* _节选原文_
☆ ☆ ☆

夏官营之行

夏官营之行

2007年冬天,我陪着祖母去榆中县城给她拔牙,在夏官营镇小叔那里暂住了两天,那是我第一次去夏官营镇。自从我们村子___骡子滩村通上了班车之后,邻近的杨湾、张家湾、李家山这些与我们毗邻的定西辖区的村子也跟着方便起来,不再像以前那样为了坐班车要起早贪黑的去五公里之外的龙泉乡政府搭车了。

冬天的早上六点,乡村依然还在一片漆黑寂静之中。我还没有吃罢喝罢祖母就已经来我家等我,手里捏着一只手电筒。班车正常七点钟从村部出发,为了抢个座位我们一般提前等着坐倒车。出门时寒气迎面袭来,我不禁打了个寒颤。从我家门前那条折来折去像楼梯一样高挂的羊肠小道上往下走的时候,祖母打着手电筒走在前面,我跟在后边,两个人小心翼翼地走着。

上了班车之后,祖母就坐在靠前的位置。车上的人很多,我没好意思挤在祖母身边,坐到了相对靠后的位置。车厢里灯光昏暗人声鼎沸,祖母客气地和认识的人互相打着招呼,车窗上凝结着满是冰花的白霜。在龙泉乡政府门前短暂停留了几分钟后就驶向了黑夜之中,宛如一盏灯火在乡间公路上摇摇晃晃地前行。渐近甘草店镇时天才慢慢的亮了起来。买票时,售票员却一反常态从前面开始买票,我性格本来就内向加之兔唇的原因,总害怕说话会引起别人的嘲笑,决定直接上前买票,祖母掏出钱时本能的朝我看了看,见我手里捏着钱忙说“额买额买,你去坐哈”,我并没有停下来的意思,在晃荡晃荡的车厢里挪动着脚步。祖母又催我“赶紧坐哈唦,额买额买”,说着将一张二十元的钞票塞到了售票员的手中,我只好返回坐到了座位上。

三角城三岔路口下车后,等车的间隙里祖母就对我说“票额买,你再不买昂”,我知道这是祖母心疼我也就没有再争着买票。上了夏金兰的公交车,祖母就抢着买票“走夏官营的,两个人”,说着又掏出钱递到售票员手上。我虽有些不好意思,但还是依了祖母。在夏官营上街道口下了车,祖母告诉我说前面就是你尕爸的农副公司。这里还是八十年代的老建筑,给人一种很怀旧的感觉,完全看不到一丝的新气象,和我们龙泉乡的街道相差无几,这是我对夏官营镇的首次印象。沿着一条被碾压的坑坑洼洼、崎岖不平的路走了几分钟来到一十字拐角处,恰巧看见又一辆公交车与我们擦肩而过。原来这条路是单车道啊,公交车是从前面拐过去绕过街道又从这里拐上来的。这里便是农副公司的大院,透过门口向里面张望,只见一排排红砖绿门窗的崭新的大院,门口挂着好几块牌子,金色的牌子上面赫然写着:“榆中县农业生产资料公司”几个红色大字,至于其它几块牌子的名称嘛我倒是记不起来了。

☆ ☆ ☆

* _完成以下练习_
A: 在《夏官营之行》中,班车通常几点从村部出发?
B: 请把《夏官营之行》中以含有“2007年冬天,我陪着祖母去”的语句开头、以“中,我只好返回坐到了座位上。”结尾的那一段原文一字不差地抄写下来。
C: 请从《夏官营之行》最后一句之后接着往下续写。

☆ ☆ ☆

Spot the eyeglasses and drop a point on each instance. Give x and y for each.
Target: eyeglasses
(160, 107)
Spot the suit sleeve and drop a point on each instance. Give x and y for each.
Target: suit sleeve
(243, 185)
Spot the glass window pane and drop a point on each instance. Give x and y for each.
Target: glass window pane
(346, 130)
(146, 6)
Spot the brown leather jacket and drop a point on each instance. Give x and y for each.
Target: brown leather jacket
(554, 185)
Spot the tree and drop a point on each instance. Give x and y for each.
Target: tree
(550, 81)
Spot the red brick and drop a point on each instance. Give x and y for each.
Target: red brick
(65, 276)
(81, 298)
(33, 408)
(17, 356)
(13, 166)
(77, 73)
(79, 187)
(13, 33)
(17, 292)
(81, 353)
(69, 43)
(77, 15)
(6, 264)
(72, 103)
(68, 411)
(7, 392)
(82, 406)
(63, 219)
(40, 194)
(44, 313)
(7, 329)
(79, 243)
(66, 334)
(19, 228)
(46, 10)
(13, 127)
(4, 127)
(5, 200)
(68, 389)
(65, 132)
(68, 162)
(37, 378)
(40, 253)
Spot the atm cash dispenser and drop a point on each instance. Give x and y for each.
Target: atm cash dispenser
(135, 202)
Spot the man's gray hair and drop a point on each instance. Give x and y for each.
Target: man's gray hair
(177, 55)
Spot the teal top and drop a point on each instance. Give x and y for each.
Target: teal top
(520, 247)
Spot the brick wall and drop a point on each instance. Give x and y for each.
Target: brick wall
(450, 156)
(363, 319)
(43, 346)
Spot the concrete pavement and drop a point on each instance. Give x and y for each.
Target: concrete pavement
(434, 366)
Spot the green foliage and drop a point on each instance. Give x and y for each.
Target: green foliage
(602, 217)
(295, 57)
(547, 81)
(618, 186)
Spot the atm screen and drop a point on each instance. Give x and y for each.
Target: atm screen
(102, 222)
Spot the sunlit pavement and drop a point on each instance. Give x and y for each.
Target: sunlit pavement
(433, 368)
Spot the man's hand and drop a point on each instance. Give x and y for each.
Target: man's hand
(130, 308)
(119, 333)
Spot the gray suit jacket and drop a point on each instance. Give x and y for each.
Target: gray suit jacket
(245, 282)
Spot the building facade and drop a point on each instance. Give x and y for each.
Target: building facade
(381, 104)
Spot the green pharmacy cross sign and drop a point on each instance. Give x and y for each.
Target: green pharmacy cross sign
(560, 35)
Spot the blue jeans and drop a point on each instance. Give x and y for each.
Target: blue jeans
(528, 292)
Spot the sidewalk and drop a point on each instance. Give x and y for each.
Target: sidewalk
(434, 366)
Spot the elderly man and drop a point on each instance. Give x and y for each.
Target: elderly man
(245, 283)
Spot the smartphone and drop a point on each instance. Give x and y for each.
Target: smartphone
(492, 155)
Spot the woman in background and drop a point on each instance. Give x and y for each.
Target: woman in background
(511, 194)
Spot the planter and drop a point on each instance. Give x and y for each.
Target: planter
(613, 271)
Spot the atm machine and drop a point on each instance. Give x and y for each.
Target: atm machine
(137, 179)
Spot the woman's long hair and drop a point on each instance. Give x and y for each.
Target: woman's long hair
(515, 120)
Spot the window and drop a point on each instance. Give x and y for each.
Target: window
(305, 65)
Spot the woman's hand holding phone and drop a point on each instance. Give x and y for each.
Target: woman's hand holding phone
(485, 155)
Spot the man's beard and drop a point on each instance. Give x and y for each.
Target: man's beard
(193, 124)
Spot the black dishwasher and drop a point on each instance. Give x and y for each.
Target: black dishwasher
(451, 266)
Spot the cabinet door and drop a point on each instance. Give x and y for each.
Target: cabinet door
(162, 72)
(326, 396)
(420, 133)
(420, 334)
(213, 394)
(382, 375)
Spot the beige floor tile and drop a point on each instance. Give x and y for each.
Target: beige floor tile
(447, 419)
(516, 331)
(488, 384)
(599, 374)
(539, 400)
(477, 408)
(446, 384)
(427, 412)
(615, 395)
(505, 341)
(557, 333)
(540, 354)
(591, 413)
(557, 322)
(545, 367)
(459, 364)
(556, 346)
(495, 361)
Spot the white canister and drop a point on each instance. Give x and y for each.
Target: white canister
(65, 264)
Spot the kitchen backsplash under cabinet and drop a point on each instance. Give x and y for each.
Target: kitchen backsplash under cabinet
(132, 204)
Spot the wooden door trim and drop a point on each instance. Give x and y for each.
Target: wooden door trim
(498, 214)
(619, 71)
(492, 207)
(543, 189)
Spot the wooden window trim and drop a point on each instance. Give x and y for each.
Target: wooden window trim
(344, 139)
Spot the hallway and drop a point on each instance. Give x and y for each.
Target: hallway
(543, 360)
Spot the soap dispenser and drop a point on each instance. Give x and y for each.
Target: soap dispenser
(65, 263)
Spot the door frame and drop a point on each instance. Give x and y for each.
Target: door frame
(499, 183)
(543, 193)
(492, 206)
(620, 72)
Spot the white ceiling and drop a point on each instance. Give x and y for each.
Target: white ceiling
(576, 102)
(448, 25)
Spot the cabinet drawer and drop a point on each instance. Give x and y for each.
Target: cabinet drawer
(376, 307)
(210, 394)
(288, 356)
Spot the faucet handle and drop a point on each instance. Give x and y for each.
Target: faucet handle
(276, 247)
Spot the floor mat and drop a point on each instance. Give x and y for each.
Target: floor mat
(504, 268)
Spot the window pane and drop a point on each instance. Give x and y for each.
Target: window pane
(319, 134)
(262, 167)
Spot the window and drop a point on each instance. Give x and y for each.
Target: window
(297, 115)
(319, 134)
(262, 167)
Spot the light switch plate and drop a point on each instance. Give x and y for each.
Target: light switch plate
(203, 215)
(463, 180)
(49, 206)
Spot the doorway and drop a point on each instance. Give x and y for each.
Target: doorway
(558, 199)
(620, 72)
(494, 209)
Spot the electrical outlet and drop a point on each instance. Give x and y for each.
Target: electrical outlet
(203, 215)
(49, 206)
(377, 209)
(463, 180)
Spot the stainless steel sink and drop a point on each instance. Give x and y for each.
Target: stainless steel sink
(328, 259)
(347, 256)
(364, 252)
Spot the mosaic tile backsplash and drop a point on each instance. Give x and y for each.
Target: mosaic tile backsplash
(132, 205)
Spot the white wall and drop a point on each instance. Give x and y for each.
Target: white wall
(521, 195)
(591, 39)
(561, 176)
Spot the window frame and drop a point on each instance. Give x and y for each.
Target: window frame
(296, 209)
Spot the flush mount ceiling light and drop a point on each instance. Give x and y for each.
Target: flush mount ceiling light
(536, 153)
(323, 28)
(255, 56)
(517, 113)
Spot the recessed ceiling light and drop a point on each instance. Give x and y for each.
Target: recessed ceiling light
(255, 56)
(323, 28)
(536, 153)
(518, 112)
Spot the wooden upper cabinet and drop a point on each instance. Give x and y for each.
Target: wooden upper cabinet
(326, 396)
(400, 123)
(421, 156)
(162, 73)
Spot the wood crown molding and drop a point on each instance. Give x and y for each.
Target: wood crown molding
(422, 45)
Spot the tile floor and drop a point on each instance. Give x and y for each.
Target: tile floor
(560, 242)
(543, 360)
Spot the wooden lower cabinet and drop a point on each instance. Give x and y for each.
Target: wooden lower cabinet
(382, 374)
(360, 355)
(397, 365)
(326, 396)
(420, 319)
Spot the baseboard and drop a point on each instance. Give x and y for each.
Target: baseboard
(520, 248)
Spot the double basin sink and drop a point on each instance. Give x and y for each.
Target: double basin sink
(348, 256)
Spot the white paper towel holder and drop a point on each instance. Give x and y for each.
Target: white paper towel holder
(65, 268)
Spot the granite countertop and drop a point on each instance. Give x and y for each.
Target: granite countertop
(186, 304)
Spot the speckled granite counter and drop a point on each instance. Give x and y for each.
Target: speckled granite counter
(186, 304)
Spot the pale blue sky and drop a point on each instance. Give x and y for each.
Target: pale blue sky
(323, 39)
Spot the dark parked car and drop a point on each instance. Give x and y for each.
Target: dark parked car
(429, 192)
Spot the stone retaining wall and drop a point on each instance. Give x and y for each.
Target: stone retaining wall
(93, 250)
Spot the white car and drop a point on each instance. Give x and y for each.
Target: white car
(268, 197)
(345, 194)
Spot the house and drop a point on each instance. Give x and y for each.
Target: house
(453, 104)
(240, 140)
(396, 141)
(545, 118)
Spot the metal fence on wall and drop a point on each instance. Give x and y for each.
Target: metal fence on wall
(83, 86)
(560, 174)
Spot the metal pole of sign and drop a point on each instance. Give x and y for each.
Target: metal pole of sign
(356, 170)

☆ ☆ ☆

* _练习答案_
A: 七点钟。

B:
2007年冬天,我陪着祖母去榆中县城给她拔牙,在夏官营镇小叔那里暂住了两天,那是我第一次去夏官营镇。自从我们村子___骡子滩村通上了班车之后,邻近的杨湾、张家湾、李家山这些与我们毗邻的定西辖区的村子也跟着方便起来,不再像以前那样为了坐班车要起早贪黑的去五公里之外的龙泉乡政府搭车了。

冬天的早上六点,乡村依然还在一片漆黑寂静之中。我还没有吃罢喝罢祖母就已经来我家等我,手里捏着一只手电筒。班车正常七点钟从村部出发,为了抢个座位我们一般提前等着坐倒车。出门时寒气迎面袭来,我不禁打了个寒颤。从我家门前那条折来折去像楼梯一样高挂的羊肠小道上往下走的时候,祖母打着手电筒走在前面,我跟在后边,两个人小心翼翼地走着。

上了班车之后,祖母就坐在靠前的位置。车上的人很多,我没好意思挤在祖母身边,坐到了相对靠后的位置。车厢里灯光昏暗人声鼎沸,祖母客气地和认识的人互相打着招呼,车窗上凝结着满是冰花的白霜。在龙泉乡政府门前短暂停留了几分钟后就驶向了黑夜之中,宛如一盏灯火在乡间公路上摇摇晃晃地前行。渐近甘草店镇时天才慢慢的亮了起来。买票时,售票员却一反常态从前面开始买票,我性格本来就内向加之兔唇的原因,总害怕说话会引起别人的嘲笑,决定直接上前买票,祖母掏出钱时本能的朝我看了看,见我手里捏着钱忙说“额买额买,你去坐哈”,我并没有停下来的意思,在晃荡晃荡的车厢里挪动着脚步。祖母又催我“赶紧坐哈唦,额买额买”,说着将一张二十元的钞票塞到了售票员的手中,我只好返回坐到了座位上。

C:
向左拐往前走一点就是小叔的家了,这里和他们的办公大院形成了截然不同的反差,看上去破旧不堪。年久失修的墙壁上已经是驳迹斑斑,墙上的圆形圈里依然保留着文革时期遗留下来的白底红字的标语的痕迹。门口处是一个高坎台,有三四级台阶,旁边是一个倒垃圾的大坑。大门也是仿照农民家庭的土坯简易门楼,两扇木门推搡起来很不灵泛,发出“吱呀吱呀”的响声,院内还是上世纪五六十年代时期的苏式民房,白石灰粉刷的墙壁上墙皮脱落,高大且深凹进去的门窗。进了院子,祖母就放开嗓子喊:“宁馨啊_宁馨哦……”,小妹妹听到门响,又听到祖母亲切的呼唤,爬在窗子上隔着玻璃歪着小脑袋往外看。

爷爷曾经对我说“你尕妈把个娃娃惯的没个样子,只要听见大门吱呀一响就赶紧跑出来堵在门口,不买好吃的不让进”。这小妹妹估摸着是掂记祖母的好吃的吧,才表现出这么高的兴趣。进屋后见祖母两手空空,小妹妹就立马不高兴了,撅着小嘴一句话也不说。祖母可能猜出了小妹妹的心思,笑呵呵地说“哎呦呦,我刚从老家里来给娃没买上好吃的啊,狗狗,等一会给你买昂……”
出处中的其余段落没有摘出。